(GIVEN PROBLEM):
Without changing a character, return the entries, but not the images they hold.

(Stored items):
+-------+

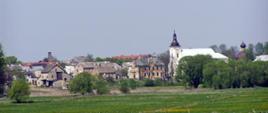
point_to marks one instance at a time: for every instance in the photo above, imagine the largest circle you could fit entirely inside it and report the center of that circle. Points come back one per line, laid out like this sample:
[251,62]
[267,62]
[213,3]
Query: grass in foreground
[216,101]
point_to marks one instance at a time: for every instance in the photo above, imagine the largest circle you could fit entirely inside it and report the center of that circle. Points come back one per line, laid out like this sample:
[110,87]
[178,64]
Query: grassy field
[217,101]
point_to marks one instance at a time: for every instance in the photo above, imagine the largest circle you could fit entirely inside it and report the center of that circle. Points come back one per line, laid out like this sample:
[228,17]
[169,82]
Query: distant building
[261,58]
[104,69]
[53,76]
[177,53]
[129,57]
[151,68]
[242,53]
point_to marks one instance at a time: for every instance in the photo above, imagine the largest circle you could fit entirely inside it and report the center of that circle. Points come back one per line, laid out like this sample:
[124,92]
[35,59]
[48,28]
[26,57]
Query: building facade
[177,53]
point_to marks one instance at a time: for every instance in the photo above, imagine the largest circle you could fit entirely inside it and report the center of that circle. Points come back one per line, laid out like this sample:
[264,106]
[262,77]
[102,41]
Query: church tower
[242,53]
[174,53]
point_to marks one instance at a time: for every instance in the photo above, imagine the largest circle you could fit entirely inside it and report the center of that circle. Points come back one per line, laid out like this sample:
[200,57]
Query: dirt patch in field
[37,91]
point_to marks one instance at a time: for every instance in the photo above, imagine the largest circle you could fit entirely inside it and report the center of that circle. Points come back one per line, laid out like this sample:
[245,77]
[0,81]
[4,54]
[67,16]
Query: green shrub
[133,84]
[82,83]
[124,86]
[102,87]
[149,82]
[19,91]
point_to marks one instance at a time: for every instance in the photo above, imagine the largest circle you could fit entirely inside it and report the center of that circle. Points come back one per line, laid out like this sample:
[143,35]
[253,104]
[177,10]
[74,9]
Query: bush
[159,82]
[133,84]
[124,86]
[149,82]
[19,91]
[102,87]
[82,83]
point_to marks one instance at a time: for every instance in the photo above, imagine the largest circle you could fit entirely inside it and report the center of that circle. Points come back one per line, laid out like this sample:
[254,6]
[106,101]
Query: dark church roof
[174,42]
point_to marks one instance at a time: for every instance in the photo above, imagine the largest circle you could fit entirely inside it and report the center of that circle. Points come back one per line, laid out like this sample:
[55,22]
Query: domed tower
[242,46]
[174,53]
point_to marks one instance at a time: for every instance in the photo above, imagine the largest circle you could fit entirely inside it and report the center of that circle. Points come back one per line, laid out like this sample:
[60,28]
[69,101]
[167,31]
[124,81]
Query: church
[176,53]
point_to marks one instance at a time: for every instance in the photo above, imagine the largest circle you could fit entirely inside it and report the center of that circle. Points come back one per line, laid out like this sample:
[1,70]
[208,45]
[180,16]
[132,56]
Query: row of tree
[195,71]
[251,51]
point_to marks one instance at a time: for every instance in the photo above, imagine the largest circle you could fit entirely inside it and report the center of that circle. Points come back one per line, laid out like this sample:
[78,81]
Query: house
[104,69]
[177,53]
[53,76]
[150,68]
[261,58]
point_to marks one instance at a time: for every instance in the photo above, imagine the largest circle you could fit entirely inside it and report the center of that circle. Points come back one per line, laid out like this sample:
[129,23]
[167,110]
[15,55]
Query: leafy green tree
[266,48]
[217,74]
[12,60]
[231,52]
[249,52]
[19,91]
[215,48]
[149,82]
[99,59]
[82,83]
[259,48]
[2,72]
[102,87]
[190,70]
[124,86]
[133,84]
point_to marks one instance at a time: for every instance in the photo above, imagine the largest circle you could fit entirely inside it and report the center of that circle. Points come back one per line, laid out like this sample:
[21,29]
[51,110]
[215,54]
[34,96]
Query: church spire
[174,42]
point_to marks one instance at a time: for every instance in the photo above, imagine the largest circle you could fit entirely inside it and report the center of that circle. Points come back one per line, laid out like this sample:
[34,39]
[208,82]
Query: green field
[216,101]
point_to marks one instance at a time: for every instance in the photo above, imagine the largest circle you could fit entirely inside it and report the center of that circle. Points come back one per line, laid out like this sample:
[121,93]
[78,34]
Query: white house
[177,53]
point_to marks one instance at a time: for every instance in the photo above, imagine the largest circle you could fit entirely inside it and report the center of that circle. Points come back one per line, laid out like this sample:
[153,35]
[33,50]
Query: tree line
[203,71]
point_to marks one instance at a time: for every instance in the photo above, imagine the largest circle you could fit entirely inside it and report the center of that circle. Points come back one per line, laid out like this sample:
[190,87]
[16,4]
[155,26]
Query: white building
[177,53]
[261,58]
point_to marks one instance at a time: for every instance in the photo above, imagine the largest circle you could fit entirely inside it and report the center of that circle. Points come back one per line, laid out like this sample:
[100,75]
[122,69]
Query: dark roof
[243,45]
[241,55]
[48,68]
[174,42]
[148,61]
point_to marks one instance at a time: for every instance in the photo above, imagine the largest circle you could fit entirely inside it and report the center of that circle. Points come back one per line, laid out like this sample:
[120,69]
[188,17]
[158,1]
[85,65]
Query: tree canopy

+-------+

(SOLUTION FOR THIS PROBLEM):
point_to marks one instance at a time: for every instance in the photo above, imagine the largest circle you could fit entirely inside it and report the center of that circle. Points come back one per line, laid out like this sample:
[251,62]
[267,62]
[213,3]
Query: grass in foreground
[216,101]
point_to marks one instance at a time: for every instance in the photo above, imagine the largest circle you could fit entirely inside it and report the center of that circle. Points come back one per line, laid out like this sample:
[110,87]
[178,64]
Query: grassy field
[217,101]
point_to marks one instance at a time: for every instance in the photo above, imagine the largest circle you could fit entirely inside it and report the center of that circle. Points come back one per line, laid out like this sample:
[228,17]
[169,82]
Query: distant building
[261,58]
[104,69]
[53,76]
[177,53]
[129,57]
[151,68]
[242,53]
point_to marks one instance at a time: for every instance in the photo above, imagine the largest circle you could fit entirely inside it and report the center of that circle. Points come back one per line, laid out like this sample:
[124,92]
[35,59]
[48,28]
[26,57]
Query: building facade
[177,53]
point_to marks one instance at a time: for every instance in the photo above, imagine the largest circle you could fit entirely inside it and report the center of that circle. Points come back one per line, laid out like this sample:
[264,106]
[262,77]
[102,41]
Query: church tower
[242,53]
[174,53]
point_to marks one instance at a time: for every instance in the photo above, imagine the largest circle you could fit entirely inside it and report the center of that circle. Points come back one per line, laid out like this sample:
[200,57]
Query: dirt patch in field
[37,91]
point_to marks one instance at a time: for every instance in the photo above, imagine the largest circle you could fit entirely inside it and report the center of that circle. Points come back one per line, laid out like this sample:
[245,77]
[0,81]
[4,54]
[67,16]
Query: green shrub
[133,84]
[82,83]
[124,86]
[102,87]
[149,82]
[19,91]
point_to marks one instance at a time: for every instance in the photo above, imagine the largest circle you could fit entirely inside it and report the center of that circle. Points come back one per line, laid out like this sample:
[143,35]
[253,104]
[177,10]
[74,9]
Query: bush
[159,82]
[133,84]
[124,86]
[149,82]
[19,91]
[102,87]
[82,83]
point_to marks one instance at a time: for every instance in the photo above, imagine the largest circle you could fit entirely inside it and report the center of that circle. Points come back one per line, laid out like this sample:
[254,6]
[106,101]
Query: dark church roof
[174,42]
point_to marks one instance at a time: for every instance in the photo above, imagine the largest circle you could fit entirely inside it and report the center of that circle. Points come back one per line, laid out like this sample:
[55,22]
Query: domed tower
[242,46]
[174,53]
point_to marks one instance at a time: for every instance in the photo above, imagine the largest circle you could fit entirely inside it and report the center of that circle. Points come back one per line, laid out like this sample:
[60,28]
[69,101]
[167,31]
[124,81]
Query: church
[176,53]
point_to marks one instance at a time: for every instance in the photo above, imagine the largest circle you could fit entirely inside it and report the center of that circle. Points come back one per line, laid out like this sample:
[1,70]
[208,45]
[180,16]
[132,56]
Query: row of tree
[195,71]
[251,51]
point_to marks one instance at a time: for every instance in the photo above, imagine the largest circle you could fit entirely inside it and report the center of that circle. Points come back one per line, laid out like this sample:
[78,81]
Query: house
[104,69]
[177,53]
[53,76]
[150,68]
[261,58]
point_to marks one instance at a time: for every instance in the photo above, imagine the largest circle you could fit entirely inside it and report the center of that circle. Points come back one per line, laid out like this sample:
[129,23]
[167,110]
[15,55]
Query: leafy green tree
[266,48]
[217,74]
[12,60]
[231,52]
[249,52]
[19,91]
[215,48]
[149,82]
[99,59]
[82,83]
[259,48]
[2,72]
[102,87]
[190,70]
[124,86]
[133,84]
point_to marks one instance at a time: for every instance in the photo above, imagine the largest circle you could fit entirely inside it and report the center of that circle. Points come back one per line, laid out like this sample:
[21,29]
[51,110]
[215,54]
[34,96]
Query: church spire
[174,42]
point_to marks one instance at a time: for every instance in the photo above, imagine the largest circle you could fit entirely inside it and report the center of that circle. Points come back one per line, laid out like this sample:
[34,39]
[208,82]
Query: green field
[216,101]
point_to marks one instance at a time: for every instance in the photo above, imagine the largest circle you could fit entirely inside it and report the center of that circle. Points come back one per line, laid out like this sample:
[121,93]
[78,34]
Query: white house
[177,53]
point_to marks one instance at a time: for every instance in the photo above, imagine the largest circle you could fit entirely inside it and report the center of that circle. Points come back one per line, laid out like this sample:
[153,35]
[33,50]
Query: tree line
[203,71]
point_to marks one instance at a time: for every instance in the photo above, imagine the largest circle you could fit entirely inside it and report the center of that circle. Points come back one per line, laid out like this sample:
[190,87]
[16,4]
[155,26]
Query: white building
[177,53]
[261,58]
point_to marks one instance at a time: for every instance in the photo above, imagine the largest circle you could fit entirely inside it and report the center of that circle. Points come back one per line, laid out like this sample:
[100,75]
[122,69]
Query: dark roof
[243,45]
[241,55]
[48,68]
[174,42]
[148,61]
point_to marks one instance at a time: for every instance in the photo above, imagine the largest circle you could fit entirely inside it and report the center of that circle. Points come back one per line, laid out like this sample:
[120,69]
[188,17]
[158,1]
[85,65]
Query: tree canopy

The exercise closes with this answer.